§ Tarea 1:
Enumera los nombres propios distintos que aparecen en el texto sobre los premios Nobel y la inteligencia artificial.
§ Tarea 2:
Prosigue el texto sobre los premios Nobel y la inteligencia artificial a partir de su última oración.

§ Texto del ejercicio:
▼

Los Nobel científicos tienden a premiar los resultados concretos frente a las teorías, los descubrimientos empíricos frente a las ideas puras. Pero ese esquema tampoco se ha mantenido este año. Uno de los premios fue a parar a científicos que se apoyaron en la física como base sobre la que construir modelos informáticos utilizados para ningún resultado innovador en particular. Los galardonados del miércoles, en cambio, habían creado modelos informáticos que suponían grandes avances en bioquímica.
Sin duda, se trata de logros extraordinarios y fundamentalmente humanos. Pero el reconocimiento del Nobel puso de relieve una perspectiva escalofriante: en adelante, quizá los científicos se limiten a fabricar las herramientas que hacen los avances, en lugar de hacer ellos mismos el trabajo revolucionario o incluso entender cómo se produjo. La inteligencia artificial diseña y construye cientos de Notre Dame y Hagia Sophias moleculares, y un investigador recibe una palmadita por inventar la pala.

▲

§ Datos de localización de puntos:
▼

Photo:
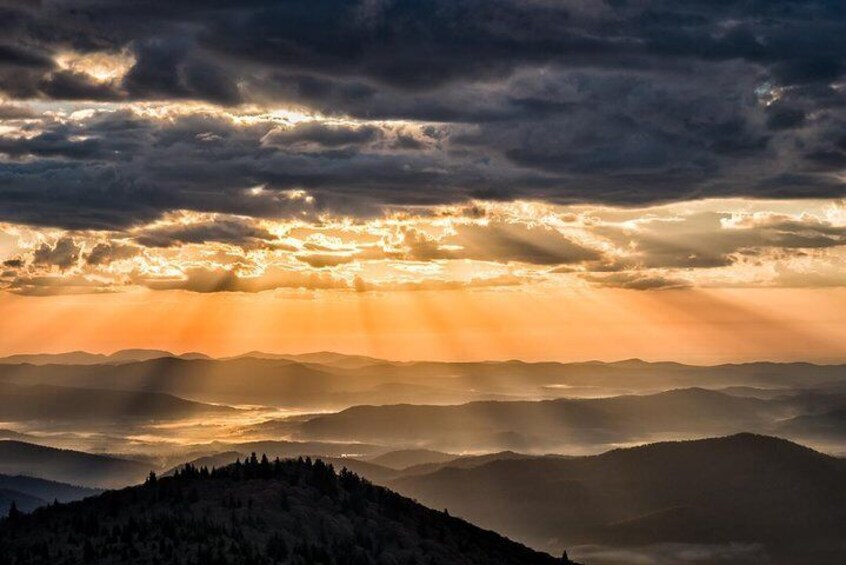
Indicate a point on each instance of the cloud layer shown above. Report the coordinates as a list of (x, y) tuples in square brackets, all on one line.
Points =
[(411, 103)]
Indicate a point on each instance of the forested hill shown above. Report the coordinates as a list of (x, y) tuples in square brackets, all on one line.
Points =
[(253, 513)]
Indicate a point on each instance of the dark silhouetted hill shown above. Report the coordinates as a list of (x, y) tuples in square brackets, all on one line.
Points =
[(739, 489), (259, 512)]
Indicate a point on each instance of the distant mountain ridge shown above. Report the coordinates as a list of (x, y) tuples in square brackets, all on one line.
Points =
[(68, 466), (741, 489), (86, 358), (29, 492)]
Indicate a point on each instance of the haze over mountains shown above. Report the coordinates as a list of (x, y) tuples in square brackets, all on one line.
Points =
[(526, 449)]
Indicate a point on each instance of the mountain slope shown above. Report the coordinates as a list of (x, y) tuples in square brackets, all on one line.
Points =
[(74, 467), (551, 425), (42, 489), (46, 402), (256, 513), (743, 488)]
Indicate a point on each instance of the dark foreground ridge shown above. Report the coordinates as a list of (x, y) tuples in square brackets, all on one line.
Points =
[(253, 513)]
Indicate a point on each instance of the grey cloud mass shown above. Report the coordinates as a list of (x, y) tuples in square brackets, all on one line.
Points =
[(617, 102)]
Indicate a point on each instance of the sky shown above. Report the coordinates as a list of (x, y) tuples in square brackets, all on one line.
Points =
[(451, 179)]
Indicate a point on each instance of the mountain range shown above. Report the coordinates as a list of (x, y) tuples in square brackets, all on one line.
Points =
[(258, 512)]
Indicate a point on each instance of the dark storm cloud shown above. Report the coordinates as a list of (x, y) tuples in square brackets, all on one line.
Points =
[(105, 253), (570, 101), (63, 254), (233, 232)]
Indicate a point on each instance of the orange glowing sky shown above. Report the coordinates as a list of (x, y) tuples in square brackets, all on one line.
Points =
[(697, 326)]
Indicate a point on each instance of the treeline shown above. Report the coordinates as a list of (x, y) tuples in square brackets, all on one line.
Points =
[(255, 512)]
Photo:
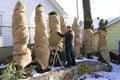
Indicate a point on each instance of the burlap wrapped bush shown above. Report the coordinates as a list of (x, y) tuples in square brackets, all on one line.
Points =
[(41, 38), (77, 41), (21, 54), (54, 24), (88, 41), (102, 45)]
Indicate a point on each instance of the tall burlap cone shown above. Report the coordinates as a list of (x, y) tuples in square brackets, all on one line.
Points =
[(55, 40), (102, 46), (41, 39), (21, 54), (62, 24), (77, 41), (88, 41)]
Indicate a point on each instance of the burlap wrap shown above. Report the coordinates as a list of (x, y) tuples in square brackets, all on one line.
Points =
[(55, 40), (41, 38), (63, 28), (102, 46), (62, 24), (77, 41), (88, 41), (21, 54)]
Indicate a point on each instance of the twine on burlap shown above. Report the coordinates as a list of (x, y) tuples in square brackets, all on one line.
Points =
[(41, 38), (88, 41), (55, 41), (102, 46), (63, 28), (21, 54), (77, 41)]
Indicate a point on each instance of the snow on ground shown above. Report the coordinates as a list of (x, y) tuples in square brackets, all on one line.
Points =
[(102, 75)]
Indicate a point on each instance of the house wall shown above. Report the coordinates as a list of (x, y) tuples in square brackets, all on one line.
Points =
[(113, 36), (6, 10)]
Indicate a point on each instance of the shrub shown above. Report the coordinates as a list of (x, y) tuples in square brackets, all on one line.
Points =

▲
▼

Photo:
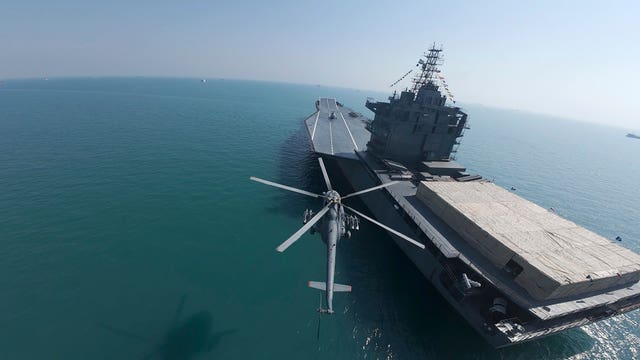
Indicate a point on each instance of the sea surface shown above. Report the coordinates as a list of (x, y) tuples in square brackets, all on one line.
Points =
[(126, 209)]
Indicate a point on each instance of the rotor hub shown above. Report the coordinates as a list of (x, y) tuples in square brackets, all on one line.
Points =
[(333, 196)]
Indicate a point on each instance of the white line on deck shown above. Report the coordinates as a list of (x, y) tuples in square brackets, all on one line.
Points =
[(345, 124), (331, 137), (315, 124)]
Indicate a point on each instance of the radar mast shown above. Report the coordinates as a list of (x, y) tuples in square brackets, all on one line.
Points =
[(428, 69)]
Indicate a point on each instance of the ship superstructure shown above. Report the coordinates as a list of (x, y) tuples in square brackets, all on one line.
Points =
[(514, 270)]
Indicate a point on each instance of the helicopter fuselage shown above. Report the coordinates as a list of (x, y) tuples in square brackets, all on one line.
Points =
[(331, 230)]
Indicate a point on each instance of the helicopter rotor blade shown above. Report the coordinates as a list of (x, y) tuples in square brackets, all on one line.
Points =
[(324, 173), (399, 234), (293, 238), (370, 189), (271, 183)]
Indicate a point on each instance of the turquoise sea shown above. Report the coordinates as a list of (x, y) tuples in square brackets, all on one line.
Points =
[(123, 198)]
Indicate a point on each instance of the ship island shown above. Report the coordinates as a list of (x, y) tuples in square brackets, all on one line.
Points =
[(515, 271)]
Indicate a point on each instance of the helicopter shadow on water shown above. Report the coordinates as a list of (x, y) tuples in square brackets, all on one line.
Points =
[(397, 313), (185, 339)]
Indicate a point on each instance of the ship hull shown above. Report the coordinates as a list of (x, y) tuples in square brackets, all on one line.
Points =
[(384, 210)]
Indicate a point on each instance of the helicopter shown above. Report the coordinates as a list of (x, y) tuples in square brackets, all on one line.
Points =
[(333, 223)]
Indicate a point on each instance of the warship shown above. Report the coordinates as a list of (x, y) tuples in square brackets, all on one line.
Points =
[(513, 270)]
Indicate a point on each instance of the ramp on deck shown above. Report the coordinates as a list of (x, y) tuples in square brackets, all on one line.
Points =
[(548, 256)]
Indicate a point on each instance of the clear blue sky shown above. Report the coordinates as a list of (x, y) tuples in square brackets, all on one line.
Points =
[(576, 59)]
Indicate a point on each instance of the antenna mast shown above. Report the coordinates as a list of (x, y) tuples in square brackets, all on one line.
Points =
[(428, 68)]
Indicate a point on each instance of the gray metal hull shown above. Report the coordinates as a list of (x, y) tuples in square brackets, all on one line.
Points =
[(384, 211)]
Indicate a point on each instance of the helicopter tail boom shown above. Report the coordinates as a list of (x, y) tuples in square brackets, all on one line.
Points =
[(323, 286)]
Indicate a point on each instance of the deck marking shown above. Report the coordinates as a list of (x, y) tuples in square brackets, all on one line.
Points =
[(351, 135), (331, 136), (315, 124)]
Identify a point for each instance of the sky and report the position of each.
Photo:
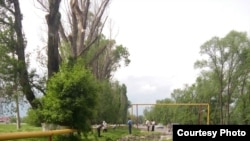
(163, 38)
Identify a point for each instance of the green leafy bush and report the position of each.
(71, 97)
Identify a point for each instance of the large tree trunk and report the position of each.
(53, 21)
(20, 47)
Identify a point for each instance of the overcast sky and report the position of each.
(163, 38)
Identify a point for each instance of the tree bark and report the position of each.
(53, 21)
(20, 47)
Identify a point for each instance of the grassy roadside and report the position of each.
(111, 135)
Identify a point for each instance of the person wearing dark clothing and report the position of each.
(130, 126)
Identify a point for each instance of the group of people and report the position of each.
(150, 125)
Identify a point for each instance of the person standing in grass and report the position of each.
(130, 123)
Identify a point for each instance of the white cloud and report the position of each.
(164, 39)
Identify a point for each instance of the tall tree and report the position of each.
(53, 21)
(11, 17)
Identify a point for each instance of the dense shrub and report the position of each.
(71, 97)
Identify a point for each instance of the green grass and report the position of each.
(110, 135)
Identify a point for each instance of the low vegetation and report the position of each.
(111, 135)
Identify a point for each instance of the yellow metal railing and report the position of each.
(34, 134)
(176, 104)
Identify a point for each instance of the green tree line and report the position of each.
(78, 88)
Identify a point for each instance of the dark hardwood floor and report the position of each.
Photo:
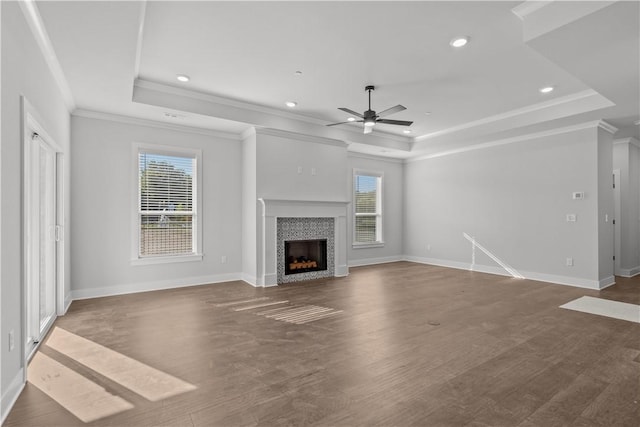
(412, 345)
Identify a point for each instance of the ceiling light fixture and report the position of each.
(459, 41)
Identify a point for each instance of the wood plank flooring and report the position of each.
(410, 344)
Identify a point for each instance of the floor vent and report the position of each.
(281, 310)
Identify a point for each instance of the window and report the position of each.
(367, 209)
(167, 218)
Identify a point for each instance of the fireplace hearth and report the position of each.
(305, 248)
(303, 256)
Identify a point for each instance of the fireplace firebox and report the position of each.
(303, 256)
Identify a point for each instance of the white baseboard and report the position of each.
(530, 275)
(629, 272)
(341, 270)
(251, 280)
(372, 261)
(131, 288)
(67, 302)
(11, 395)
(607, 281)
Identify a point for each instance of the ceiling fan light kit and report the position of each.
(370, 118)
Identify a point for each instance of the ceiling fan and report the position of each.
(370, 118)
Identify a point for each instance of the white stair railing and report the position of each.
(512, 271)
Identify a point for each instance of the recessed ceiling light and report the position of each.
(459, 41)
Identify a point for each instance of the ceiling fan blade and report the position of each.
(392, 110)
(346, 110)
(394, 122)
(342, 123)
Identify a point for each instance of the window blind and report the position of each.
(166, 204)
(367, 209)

▲
▼

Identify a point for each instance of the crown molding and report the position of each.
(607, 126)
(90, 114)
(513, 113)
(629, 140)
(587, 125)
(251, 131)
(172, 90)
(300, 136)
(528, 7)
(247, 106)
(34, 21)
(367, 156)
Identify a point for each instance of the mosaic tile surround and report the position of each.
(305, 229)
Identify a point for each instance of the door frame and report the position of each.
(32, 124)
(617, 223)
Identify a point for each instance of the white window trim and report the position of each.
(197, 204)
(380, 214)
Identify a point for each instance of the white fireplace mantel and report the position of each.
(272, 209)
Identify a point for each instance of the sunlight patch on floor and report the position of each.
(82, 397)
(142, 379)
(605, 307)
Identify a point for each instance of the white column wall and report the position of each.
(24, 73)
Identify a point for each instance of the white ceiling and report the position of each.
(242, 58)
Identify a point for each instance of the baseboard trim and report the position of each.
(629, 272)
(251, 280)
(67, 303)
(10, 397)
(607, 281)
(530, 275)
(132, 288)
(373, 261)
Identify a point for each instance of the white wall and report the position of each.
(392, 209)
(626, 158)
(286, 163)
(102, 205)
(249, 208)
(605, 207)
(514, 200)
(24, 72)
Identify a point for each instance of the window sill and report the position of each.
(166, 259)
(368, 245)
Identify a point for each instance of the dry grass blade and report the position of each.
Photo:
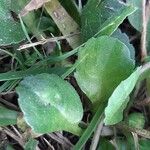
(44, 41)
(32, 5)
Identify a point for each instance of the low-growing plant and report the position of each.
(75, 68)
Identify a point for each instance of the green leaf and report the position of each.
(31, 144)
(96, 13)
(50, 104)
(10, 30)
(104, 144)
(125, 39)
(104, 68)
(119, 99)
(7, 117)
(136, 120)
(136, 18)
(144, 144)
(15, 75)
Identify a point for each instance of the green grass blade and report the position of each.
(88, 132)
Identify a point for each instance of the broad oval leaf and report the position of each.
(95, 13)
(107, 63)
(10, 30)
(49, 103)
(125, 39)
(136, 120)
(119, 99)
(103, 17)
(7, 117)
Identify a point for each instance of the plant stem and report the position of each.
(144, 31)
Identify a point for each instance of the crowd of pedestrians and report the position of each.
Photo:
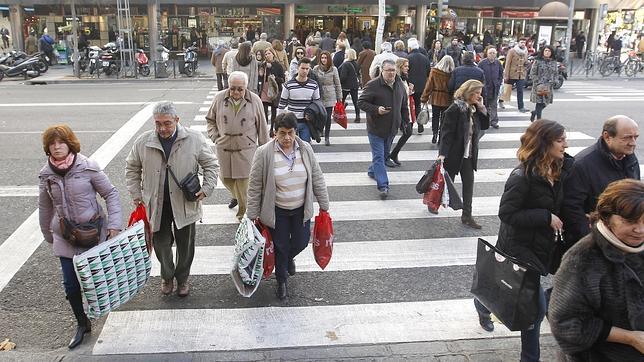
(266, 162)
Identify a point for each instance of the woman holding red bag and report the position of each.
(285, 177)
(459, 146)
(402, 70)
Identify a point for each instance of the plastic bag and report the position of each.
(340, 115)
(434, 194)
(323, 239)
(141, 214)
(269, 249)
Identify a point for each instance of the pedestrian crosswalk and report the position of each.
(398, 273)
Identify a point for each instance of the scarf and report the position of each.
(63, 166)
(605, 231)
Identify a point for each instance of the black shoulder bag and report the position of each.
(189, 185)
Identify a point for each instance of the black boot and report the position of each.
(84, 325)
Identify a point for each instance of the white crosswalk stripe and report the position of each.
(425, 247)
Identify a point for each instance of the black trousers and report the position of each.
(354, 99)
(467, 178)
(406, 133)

▲

§ Respuesta 1:
Nobel, Notre Dame, Hagia Sophias

§ Respuesta 2:
Un viejo premio en un mundo nuevo
Pero concedamos a los humanos lo que se merecen. La ciencia siempre ha utilizado herramientas e instrumentos, y nuestra relación con ellos se ha hecho más compleja con su sofisticación. Pocos astrónomos miran ya al cielo, ni siquiera ponen un ojo en un telescopio. Los sensores de la Tierra y el espacio «observan», recopilando cantidades alucinantes de datos; los programas informáticos los analizan en busca de patrones familiares y extraños; y un equipo de investigadores los examina, a veces desde el otro lado del mundo. Los cielos son píxeles en un monitor. ¿A quién pertenece el descubrimiento? ¿Dónde acaba la maquinaria y empieza lo humano?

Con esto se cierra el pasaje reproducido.